_DIRECTIVE:_ Please rewrite the listing below, replacing every "In the photo above" with "In the image shown" and leaving everything else unchanged. Omit the pictures from your answer.

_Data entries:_
+ + + + + + +

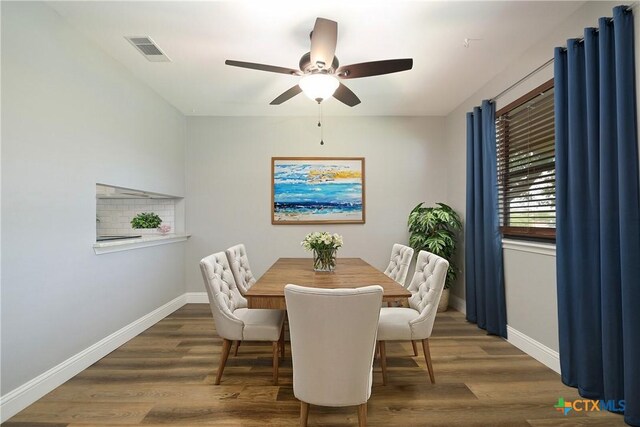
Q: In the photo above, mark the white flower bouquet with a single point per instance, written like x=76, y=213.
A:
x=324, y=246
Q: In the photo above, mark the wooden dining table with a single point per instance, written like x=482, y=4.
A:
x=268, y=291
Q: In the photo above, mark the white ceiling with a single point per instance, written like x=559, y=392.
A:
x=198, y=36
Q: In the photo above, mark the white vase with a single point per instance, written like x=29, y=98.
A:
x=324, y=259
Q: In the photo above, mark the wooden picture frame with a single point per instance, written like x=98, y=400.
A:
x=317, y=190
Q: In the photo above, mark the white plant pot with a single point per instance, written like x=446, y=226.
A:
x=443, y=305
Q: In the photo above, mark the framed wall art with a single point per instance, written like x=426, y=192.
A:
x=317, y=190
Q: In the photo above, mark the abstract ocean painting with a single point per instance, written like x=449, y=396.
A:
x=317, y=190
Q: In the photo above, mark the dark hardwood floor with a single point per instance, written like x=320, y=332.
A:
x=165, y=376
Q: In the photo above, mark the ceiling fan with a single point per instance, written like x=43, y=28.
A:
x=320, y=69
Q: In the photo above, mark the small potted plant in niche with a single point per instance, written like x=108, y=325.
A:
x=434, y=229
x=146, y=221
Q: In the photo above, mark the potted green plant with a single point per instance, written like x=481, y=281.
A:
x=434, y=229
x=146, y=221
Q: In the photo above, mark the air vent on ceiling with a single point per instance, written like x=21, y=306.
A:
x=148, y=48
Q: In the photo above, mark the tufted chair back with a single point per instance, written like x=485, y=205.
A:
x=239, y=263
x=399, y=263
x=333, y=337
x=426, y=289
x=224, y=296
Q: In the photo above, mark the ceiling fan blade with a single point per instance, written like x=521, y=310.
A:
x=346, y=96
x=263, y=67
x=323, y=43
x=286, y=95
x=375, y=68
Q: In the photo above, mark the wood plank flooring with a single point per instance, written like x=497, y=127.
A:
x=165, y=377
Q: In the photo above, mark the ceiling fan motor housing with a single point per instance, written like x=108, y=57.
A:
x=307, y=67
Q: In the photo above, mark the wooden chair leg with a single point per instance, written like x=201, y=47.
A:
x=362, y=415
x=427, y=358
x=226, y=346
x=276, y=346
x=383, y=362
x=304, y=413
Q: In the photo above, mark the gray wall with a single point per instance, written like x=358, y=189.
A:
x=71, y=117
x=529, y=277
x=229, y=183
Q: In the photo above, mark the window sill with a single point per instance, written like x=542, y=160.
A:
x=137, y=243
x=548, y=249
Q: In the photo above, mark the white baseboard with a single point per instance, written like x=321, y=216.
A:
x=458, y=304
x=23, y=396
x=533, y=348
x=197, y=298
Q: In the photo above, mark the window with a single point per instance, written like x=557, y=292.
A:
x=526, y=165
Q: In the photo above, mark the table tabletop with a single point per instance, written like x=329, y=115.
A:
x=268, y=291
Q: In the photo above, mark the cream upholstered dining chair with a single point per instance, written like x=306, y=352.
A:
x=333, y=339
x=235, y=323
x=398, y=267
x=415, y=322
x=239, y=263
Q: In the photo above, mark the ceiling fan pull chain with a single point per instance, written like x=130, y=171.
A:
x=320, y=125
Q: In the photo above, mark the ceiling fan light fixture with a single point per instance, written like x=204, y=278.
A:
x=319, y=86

+ + + + + + +

_TASK RESPONSE:_
Q: In the image shown, mark the white flower bouquet with a single point per instance, written like x=76, y=213.
A:
x=324, y=246
Q: In the image shown, mark the wooden dining table with a single point per instance, written like x=482, y=4.
A:
x=268, y=291
Q: In the image shown, mark the white ceiling with a single point per instance, written like x=559, y=392.
A:
x=198, y=36
Q: In the image shown, mark the white vase with a single point per instance, written like x=29, y=98.
A:
x=324, y=259
Q: In the image shown, mark the wooden picture frame with a single point per instance, written like x=98, y=400.
A:
x=317, y=190
Q: In the image shown, mark the white plant pot with a single point per instance, written like x=446, y=226.
A:
x=443, y=305
Q: In the image shown, mark the framed wall art with a single point per instance, written like x=426, y=192.
A:
x=317, y=190
Q: In the image shown, mark the abstract ocean painting with a single point per instance, written like x=449, y=396.
A:
x=317, y=190
Q: In the image shown, mark the dark hardwood floor with a single point per instance, written like x=320, y=332.
A:
x=165, y=376
Q: In the image shown, mark the ceiling fan with a single point per instance, written like x=43, y=28.
A:
x=320, y=69
Q: In the image shown, mark the small potted plant in niche with a single point per instance, written like x=108, y=325.
A:
x=434, y=229
x=146, y=221
Q: In the image shown, mark the potted green plant with a single point per instance, written like x=481, y=281.
A:
x=434, y=229
x=146, y=221
Q: In the image shown, mark the air vent on ceiling with a single point per instance, written like x=21, y=306.
A:
x=148, y=48
Q: In the image shown, mark the tufted chair back with a single point per instance, written like x=485, y=205.
A:
x=239, y=263
x=399, y=263
x=333, y=337
x=426, y=289
x=224, y=296
Q: In the image shown, mark the ceiling fan blade with a single point per instance, written like x=521, y=310.
A:
x=346, y=96
x=263, y=67
x=323, y=43
x=286, y=95
x=375, y=68
Q: In the image shown, mark the wood plank flooring with a single point per instance, written like x=497, y=127.
A:
x=165, y=377
Q: In the image shown, mark the ceiling fan motor housing with a single point per instance, written like x=108, y=57.
A:
x=307, y=67
Q: In the image shown, mark the wooden chair leg with a single point per instance, written like x=201, y=47.
A:
x=362, y=415
x=427, y=358
x=226, y=346
x=276, y=346
x=383, y=362
x=304, y=413
Q: In the image shown, mark the gray wall with a single point per instance, written like x=358, y=189.
A:
x=71, y=117
x=529, y=277
x=229, y=183
Q: In the image shown, mark the window sill with a single point per instance, written like x=542, y=160.
A:
x=137, y=243
x=548, y=249
Q: In the image shown, mark the white baseboard with a single point per instance, written like x=321, y=216.
A:
x=458, y=304
x=23, y=396
x=533, y=348
x=197, y=298
Q: In the image shown, mark the window with a single point per instance, written like x=557, y=292.
A:
x=526, y=165
Q: In the image shown, mark the table tabletop with a single point per instance, written like x=329, y=115.
A:
x=268, y=291
Q: In the image shown, mark the cream upholstered dining chair with a single point per instance, written like x=306, y=352.
A:
x=333, y=339
x=235, y=323
x=398, y=267
x=415, y=322
x=239, y=263
Q: In the image shown, mark the ceiling fan pull chain with a single point per instance, written like x=130, y=171.
A:
x=320, y=125
Q: In the image shown, mark the ceiling fan light fixture with a single point per instance, written like x=204, y=278.
A:
x=319, y=86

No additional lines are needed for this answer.